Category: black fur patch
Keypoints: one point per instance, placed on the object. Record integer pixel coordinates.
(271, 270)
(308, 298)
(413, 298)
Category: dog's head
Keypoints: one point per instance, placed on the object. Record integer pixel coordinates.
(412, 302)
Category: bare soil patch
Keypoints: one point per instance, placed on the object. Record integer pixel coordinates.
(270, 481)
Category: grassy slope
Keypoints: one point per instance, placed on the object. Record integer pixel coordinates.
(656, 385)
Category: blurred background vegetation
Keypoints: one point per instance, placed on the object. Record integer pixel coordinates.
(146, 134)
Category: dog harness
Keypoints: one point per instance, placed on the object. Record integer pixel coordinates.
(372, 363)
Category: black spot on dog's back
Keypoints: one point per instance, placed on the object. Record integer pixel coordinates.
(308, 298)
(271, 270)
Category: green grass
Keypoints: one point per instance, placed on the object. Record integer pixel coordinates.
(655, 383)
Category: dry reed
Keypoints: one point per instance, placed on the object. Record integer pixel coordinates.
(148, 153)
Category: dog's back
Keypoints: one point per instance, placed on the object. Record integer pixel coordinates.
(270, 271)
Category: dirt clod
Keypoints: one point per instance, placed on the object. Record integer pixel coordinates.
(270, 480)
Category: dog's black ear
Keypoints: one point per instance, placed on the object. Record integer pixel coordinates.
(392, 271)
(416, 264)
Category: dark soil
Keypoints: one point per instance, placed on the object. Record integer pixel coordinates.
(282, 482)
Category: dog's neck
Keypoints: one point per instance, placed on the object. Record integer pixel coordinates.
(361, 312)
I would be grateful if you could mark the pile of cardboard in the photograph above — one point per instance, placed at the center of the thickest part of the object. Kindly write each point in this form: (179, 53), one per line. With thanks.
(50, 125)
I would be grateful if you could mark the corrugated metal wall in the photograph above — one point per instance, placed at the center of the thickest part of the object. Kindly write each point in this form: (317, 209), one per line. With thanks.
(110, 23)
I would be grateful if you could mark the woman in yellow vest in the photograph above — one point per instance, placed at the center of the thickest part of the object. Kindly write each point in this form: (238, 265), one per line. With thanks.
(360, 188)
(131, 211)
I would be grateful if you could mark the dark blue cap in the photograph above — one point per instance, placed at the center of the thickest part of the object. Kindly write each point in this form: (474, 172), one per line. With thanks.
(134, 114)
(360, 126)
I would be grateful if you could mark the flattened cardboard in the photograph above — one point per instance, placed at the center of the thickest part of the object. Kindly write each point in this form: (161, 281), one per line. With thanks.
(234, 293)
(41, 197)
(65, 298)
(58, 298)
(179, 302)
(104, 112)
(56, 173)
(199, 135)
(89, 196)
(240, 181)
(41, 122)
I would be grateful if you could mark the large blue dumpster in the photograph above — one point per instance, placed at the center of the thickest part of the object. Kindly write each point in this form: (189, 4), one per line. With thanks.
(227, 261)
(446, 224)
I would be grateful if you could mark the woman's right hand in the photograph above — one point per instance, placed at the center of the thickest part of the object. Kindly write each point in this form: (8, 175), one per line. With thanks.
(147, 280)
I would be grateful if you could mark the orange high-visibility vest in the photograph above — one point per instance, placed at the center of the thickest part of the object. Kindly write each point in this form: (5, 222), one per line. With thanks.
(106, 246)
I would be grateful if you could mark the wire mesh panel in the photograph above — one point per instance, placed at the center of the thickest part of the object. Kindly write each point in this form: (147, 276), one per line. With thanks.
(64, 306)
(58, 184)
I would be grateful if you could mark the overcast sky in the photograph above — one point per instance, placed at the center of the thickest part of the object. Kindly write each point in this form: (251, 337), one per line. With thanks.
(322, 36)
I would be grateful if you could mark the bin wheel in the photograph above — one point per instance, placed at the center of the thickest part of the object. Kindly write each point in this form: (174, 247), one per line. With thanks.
-=-=-=-=-
**What needs to be done**
Repeat word for word the rows that begin with the line containing "I would be grateful if you could mark the wire" and run through the last line of the rows above, both included.

**The output**
I would be grateful if you could mark the wire mesh panel in the photograph above — one point per instance, placed at the center of the thickest part of the object. Kindly write each point in this form: (147, 276), one per line. With thanks.
(64, 306)
(58, 184)
I would be grateful if you could mark the overcast sky in the photograph above — one point per instance, placed at the center of the thickest part of the object. Kindly write each point in this form: (251, 337), one per line. With thanks.
(322, 36)
I would be grateful if you could mark the bin wheel in the photograph above — one point per instance, placed at the center of the thickest part of the object. Kindly write each point in this form: (174, 247), one per line. With thanks.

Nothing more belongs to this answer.